Text extract:
□ □ □ □ □
To: md1derful who wrote (4026)6/23/1999 5:19:00 PM
From: Duker  Respond to of 6439
 
Tobacco in Florida case says smokers smoke by choice
By Patricia Zengerle

MIAMI, June 23 (Reuters) - Smokers know what they are doing when they light up and should bear responsibility for health risks they take, a tobacco attorney said as he wrapped up the defense in a landmark multibillion-dollar lawsuit on Wednesday.

''Nobody forced smokers to smoke,'' Robert Heim, an attorney for Philip Morris (NYSE:MO - news) Cos. Inc. told jurors in the industry's closing argument in a case expected to go the jury by early next week.

''There's overwhelming evidence ... that smokers have been aware of the serious health risks of smoking for much, much longer than any of us in this courtroom have been alive,'' he said.
□ □ □ □ □
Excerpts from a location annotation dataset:

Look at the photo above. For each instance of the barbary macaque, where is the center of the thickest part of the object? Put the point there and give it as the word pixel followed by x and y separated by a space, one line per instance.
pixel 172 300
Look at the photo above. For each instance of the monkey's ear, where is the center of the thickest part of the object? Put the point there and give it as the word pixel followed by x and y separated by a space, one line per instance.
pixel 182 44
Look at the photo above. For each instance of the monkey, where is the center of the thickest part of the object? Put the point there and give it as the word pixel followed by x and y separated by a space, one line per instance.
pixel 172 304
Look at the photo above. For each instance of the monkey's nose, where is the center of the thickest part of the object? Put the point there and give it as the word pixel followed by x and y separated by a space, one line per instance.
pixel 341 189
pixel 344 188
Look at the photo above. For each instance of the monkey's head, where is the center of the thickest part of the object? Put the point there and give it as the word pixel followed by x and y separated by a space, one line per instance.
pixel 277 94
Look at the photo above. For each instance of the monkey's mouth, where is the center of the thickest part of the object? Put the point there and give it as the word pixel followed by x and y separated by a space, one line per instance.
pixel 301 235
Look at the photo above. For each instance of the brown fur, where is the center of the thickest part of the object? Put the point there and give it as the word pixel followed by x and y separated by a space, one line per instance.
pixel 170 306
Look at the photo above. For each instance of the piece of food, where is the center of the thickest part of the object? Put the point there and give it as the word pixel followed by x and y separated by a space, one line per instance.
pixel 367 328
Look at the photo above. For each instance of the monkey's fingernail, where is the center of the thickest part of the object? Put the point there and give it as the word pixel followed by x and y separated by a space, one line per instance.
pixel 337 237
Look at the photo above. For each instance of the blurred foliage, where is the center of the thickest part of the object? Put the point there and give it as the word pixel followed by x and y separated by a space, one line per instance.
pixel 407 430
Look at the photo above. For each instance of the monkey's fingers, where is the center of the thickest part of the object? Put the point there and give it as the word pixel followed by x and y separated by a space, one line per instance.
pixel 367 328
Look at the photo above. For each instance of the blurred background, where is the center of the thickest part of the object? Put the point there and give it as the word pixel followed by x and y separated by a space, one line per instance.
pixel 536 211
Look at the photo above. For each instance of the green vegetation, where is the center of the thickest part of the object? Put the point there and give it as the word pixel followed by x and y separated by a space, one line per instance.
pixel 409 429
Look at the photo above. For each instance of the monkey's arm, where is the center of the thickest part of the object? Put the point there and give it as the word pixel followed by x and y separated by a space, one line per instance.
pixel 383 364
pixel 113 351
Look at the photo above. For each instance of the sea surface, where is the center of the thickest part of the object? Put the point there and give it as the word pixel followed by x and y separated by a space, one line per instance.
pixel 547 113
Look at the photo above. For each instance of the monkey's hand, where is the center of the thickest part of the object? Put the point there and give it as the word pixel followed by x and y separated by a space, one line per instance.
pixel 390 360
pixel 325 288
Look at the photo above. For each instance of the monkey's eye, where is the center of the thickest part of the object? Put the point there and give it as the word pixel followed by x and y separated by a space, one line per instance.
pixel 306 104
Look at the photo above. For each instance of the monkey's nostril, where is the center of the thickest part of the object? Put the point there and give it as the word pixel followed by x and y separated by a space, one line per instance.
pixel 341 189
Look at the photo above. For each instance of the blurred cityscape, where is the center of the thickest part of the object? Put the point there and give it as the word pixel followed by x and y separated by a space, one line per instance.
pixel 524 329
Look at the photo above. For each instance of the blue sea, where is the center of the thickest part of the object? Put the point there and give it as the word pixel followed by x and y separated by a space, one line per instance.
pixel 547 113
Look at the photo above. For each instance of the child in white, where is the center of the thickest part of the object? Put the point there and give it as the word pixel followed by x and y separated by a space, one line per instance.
□ □ □ □ □
In the report on the Florida tobacco case, why does the Philip Morris attorney say smokers should bear responsibility for the health risks they take? Rely only on the report about the Florida tobacco case, not on the entries.

Right answer:
He argues that smokers know what they are doing when they light up and that nobody forced them to smoke. He also says there is overwhelming evidence that smokers have been aware of the serious health risks for much longer than anyone in the courtroom has been alive.